* _ABOUT THIS EXERCISE_
Determine the number of lines in the data that contain "positive". Answer with that number only.

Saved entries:
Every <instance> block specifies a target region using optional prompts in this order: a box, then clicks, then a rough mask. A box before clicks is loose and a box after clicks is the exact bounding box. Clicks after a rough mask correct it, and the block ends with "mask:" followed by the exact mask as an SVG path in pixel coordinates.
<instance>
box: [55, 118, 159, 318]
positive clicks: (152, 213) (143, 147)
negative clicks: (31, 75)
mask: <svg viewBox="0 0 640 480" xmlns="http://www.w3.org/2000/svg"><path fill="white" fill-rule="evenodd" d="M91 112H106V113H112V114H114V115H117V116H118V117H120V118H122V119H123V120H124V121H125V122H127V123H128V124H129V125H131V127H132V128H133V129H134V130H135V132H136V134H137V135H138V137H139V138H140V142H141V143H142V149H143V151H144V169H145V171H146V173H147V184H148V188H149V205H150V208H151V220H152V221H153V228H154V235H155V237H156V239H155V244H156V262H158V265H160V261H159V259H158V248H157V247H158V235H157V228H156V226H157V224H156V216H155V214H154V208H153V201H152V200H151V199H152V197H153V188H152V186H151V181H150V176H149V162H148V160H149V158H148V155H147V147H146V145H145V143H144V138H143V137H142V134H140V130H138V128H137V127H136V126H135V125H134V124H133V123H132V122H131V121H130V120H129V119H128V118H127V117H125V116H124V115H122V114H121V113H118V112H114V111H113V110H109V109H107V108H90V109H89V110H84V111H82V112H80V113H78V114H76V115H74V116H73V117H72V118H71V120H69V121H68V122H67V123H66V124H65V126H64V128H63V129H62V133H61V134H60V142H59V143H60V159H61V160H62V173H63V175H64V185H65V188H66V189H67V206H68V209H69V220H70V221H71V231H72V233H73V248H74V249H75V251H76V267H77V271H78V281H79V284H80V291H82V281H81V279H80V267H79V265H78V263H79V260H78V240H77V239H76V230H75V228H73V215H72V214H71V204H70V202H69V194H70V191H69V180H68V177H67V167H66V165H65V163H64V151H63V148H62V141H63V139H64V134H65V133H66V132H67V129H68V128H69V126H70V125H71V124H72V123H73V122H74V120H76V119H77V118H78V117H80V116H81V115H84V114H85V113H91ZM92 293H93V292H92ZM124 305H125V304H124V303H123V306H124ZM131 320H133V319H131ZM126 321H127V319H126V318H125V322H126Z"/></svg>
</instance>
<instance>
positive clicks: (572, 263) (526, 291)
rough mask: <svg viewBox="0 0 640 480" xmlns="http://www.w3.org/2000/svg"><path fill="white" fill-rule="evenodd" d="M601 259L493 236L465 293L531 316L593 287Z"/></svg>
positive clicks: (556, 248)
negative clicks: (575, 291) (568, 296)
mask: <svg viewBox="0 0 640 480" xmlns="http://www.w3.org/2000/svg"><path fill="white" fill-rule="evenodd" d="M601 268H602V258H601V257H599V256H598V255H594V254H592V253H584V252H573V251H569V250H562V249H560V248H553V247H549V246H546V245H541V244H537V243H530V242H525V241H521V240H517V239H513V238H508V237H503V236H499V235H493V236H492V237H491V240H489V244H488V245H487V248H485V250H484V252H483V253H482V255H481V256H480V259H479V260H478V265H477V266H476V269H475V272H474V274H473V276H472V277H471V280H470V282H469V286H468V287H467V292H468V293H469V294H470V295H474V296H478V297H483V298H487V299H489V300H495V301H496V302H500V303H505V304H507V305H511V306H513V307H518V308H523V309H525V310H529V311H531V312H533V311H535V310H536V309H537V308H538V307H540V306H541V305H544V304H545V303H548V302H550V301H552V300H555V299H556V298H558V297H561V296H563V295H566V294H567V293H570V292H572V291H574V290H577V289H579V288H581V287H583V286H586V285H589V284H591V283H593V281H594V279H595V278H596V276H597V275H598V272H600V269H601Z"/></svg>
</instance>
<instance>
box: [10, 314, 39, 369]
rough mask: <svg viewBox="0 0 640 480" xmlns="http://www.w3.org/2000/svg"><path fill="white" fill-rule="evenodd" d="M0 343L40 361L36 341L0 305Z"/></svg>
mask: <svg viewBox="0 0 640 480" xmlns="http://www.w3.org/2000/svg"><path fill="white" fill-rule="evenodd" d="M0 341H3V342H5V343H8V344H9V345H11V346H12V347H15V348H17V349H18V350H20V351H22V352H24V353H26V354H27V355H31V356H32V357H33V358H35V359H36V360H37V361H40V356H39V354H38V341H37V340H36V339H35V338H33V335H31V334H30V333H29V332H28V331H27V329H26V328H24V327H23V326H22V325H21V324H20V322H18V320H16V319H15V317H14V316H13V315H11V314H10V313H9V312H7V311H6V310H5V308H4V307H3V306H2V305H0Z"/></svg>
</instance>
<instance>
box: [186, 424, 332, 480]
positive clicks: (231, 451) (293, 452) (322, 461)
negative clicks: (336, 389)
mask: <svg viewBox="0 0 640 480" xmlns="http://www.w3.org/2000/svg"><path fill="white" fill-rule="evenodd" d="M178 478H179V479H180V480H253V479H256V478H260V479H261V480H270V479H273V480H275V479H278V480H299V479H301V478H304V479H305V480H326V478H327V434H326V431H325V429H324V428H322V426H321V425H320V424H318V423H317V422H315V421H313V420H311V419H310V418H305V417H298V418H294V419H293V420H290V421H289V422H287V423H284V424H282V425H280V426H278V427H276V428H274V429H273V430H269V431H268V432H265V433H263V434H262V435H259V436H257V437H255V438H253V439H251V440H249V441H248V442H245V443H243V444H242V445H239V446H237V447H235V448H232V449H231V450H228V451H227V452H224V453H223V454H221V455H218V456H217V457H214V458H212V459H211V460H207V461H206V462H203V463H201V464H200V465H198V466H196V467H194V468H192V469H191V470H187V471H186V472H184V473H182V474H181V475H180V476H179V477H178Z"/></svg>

* _RESPONSE TO THIS EXERCISE_
4